Part of a data file:
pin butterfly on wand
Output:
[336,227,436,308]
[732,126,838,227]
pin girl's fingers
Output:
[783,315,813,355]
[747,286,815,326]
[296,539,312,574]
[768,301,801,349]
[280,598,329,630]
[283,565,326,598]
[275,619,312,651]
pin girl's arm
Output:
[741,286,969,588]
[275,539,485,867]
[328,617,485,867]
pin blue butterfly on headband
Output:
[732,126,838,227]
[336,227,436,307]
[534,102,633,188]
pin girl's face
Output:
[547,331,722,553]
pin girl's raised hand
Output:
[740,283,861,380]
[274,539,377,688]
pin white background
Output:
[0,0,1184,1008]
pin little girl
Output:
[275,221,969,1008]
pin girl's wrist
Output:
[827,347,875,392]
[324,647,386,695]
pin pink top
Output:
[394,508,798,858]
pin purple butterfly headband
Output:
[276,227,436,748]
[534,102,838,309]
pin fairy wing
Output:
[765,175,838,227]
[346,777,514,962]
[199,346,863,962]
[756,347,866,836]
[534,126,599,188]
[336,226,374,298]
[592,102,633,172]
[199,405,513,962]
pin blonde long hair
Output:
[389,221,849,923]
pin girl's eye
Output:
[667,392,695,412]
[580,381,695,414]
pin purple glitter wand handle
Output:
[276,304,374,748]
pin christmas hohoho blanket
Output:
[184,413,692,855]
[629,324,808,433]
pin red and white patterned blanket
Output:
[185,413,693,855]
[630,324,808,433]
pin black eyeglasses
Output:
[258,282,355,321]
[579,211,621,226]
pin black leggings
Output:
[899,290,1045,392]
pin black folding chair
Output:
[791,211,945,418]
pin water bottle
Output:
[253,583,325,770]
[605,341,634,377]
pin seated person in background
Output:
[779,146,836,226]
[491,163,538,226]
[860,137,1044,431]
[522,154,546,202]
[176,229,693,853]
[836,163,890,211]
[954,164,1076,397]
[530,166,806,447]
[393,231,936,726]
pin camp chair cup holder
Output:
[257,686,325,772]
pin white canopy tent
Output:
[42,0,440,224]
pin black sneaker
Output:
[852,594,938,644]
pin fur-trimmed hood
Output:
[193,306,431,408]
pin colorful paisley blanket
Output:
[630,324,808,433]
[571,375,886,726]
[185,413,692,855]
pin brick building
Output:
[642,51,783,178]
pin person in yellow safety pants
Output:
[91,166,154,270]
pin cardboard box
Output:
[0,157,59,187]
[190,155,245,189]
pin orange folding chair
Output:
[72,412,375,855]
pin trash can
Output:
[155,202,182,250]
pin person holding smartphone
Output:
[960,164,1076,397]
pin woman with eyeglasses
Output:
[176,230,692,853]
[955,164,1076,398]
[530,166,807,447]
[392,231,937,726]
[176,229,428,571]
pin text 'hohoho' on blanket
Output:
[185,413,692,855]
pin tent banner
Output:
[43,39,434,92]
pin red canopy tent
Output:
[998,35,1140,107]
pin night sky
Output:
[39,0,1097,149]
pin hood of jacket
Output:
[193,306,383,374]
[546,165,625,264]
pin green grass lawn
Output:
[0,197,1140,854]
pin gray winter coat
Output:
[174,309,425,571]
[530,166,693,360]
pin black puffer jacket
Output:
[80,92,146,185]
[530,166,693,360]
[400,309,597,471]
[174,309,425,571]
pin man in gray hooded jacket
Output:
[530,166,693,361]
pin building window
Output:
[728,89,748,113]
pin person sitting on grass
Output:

:: SHORT PROBLEM ::
Could you rewrite all the rows above, changing each "Output" to "Result" and leaving everything else unchanged?

:: SOLUTION FOR THIS EXERCISE ::
pin butterfly on wand
Result:
[336,227,436,308]
[732,126,838,227]
pin girl's fingers
Result:
[783,315,813,355]
[747,286,815,326]
[296,539,312,574]
[768,301,801,349]
[280,598,329,630]
[283,565,326,598]
[275,619,312,651]
pin girl's arm
Result:
[741,286,969,588]
[275,539,485,867]
[328,617,485,867]
pin blue butterfly on headband
Result:
[732,126,838,227]
[336,227,436,307]
[534,102,633,188]
pin girl's face
Result:
[547,331,722,553]
pin girl's raised hand
Result:
[740,283,861,380]
[274,539,377,688]
pin white background
Result:
[0,0,1184,1008]
pin little girl
Result:
[275,221,969,1008]
pin girl's wrist
Result:
[827,347,875,392]
[324,647,386,695]
pin pink top
Result:
[394,508,798,858]
pin purple butterfly headband
Result:
[276,227,436,748]
[534,102,838,309]
pin fairy wing
Result:
[765,175,838,227]
[346,777,514,962]
[199,346,863,962]
[756,347,866,836]
[534,126,599,188]
[336,226,374,298]
[592,102,633,172]
[199,405,513,962]
pin blonde long hair
Result:
[389,221,849,923]
pin girl's eye
Result:
[667,392,695,412]
[580,381,695,414]
pin purple glitter wand handle
Result:
[276,304,374,748]
pin christmas hohoho blanket
Result:
[184,413,692,855]
[629,324,808,433]
pin red and white patterned blanket
Result:
[185,413,693,855]
[630,324,808,433]
pin black eyeglasses
Result:
[258,282,355,321]
[579,211,621,226]
pin black leggings
Result:
[899,290,1045,392]
pin black folding chair
Result:
[791,211,945,418]
pin water bottle
Result:
[253,583,325,770]
[605,341,634,377]
pin seated person in background
Result:
[779,146,836,226]
[491,163,538,226]
[860,137,1044,431]
[522,154,546,202]
[176,229,693,853]
[836,163,890,211]
[954,164,1076,397]
[530,166,806,447]
[393,231,936,726]
pin camp chair cup holder
Result:
[257,686,325,772]
pin white canopy tent
Result:
[42,0,440,224]
pin black sneaker
Result:
[852,594,938,644]
pin fur-trimmed hood
Result:
[193,306,431,408]
pin colorful paisley blanket
Result:
[630,324,808,433]
[571,375,886,726]
[185,413,692,855]
pin brick building
Result:
[642,51,783,178]
pin person in yellow safety pants
Result:
[91,166,154,270]
pin cardboard box
Result:
[0,157,59,187]
[190,155,245,189]
pin orange folding chair
Result:
[72,412,375,855]
pin trash can
Result:
[155,202,182,250]
pin person holding smartphone
Result:
[960,164,1076,397]
pin woman with eyeglasses
Result:
[176,230,692,853]
[955,164,1076,398]
[530,166,807,447]
[392,231,937,726]
[176,229,428,571]
pin text 'hohoho' on blanket
Result:
[185,413,692,855]
pin tent banner
Result:
[43,39,434,92]
pin red canopy tent
Result:
[998,35,1140,107]
pin night sky
Result:
[39,0,1097,149]
pin hood of jacket
Result:
[193,306,383,374]
[546,165,625,264]
pin green grass lawn
Result:
[0,197,1140,854]
pin gray winter coat
Result:
[174,309,425,571]
[530,166,693,360]
pin black puffer jacket
Result:
[80,92,146,185]
[530,166,693,360]
[400,309,597,471]
[174,309,425,571]
pin man in gray hooded jacket
Result:
[530,166,693,361]
pin building window
Result:
[728,89,748,113]
pin person sitting on grass
Result:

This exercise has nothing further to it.